Count the lines in the rows below that contain the word "black", and give only that number.

[START Supplied material]

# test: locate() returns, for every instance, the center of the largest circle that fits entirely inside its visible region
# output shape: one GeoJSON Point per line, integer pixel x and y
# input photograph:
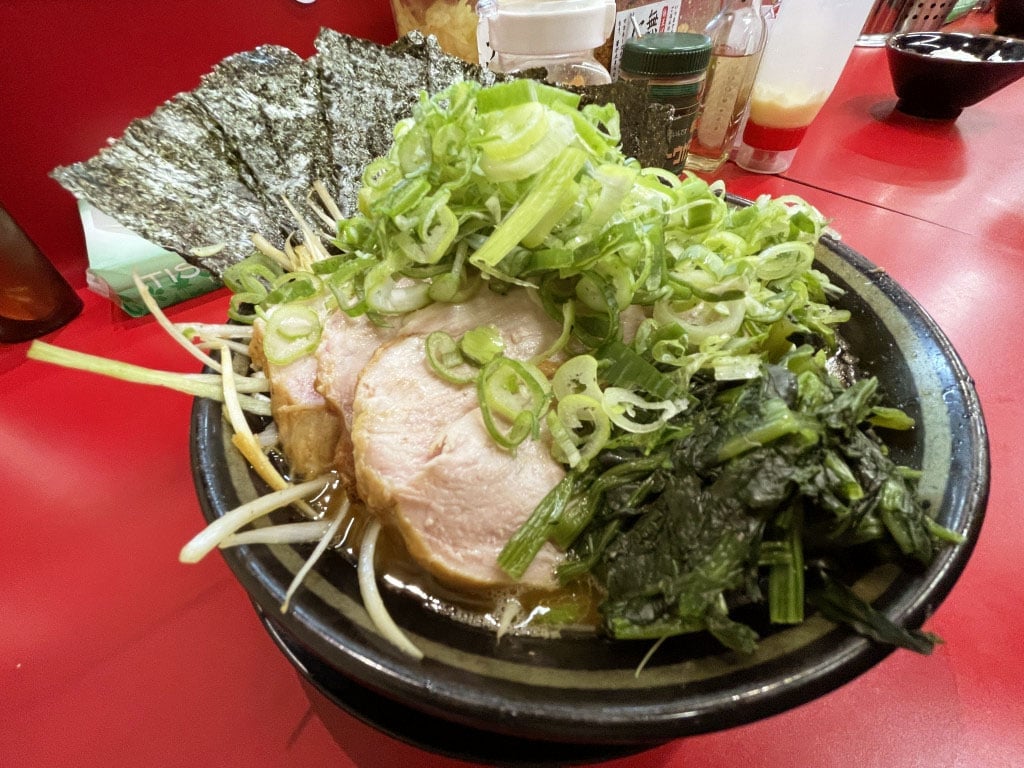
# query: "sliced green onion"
{"type": "Point", "coordinates": [292, 331]}
{"type": "Point", "coordinates": [446, 359]}
{"type": "Point", "coordinates": [512, 400]}
{"type": "Point", "coordinates": [587, 424]}
{"type": "Point", "coordinates": [481, 344]}
{"type": "Point", "coordinates": [553, 183]}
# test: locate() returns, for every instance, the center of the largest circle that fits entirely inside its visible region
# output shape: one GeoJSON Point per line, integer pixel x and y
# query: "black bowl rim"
{"type": "Point", "coordinates": [893, 40]}
{"type": "Point", "coordinates": [839, 655]}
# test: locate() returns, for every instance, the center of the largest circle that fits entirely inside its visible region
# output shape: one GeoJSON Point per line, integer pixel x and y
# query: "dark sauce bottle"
{"type": "Point", "coordinates": [34, 296]}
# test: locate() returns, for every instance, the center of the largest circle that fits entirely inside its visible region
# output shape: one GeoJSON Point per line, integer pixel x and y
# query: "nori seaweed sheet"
{"type": "Point", "coordinates": [214, 166]}
{"type": "Point", "coordinates": [267, 102]}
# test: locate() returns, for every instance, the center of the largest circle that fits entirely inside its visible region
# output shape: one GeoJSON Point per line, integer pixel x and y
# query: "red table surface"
{"type": "Point", "coordinates": [114, 653]}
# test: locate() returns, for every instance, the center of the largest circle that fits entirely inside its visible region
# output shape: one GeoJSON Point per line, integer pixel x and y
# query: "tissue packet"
{"type": "Point", "coordinates": [116, 252]}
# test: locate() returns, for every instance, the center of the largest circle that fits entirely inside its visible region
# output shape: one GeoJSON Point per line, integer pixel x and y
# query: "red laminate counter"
{"type": "Point", "coordinates": [112, 653]}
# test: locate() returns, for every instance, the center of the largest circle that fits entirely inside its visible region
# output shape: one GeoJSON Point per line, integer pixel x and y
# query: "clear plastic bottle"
{"type": "Point", "coordinates": [737, 35]}
{"type": "Point", "coordinates": [807, 49]}
{"type": "Point", "coordinates": [558, 35]}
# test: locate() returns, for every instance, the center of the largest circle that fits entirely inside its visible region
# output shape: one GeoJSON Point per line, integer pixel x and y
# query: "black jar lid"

[END Supplied material]

◆ Task output ◆
2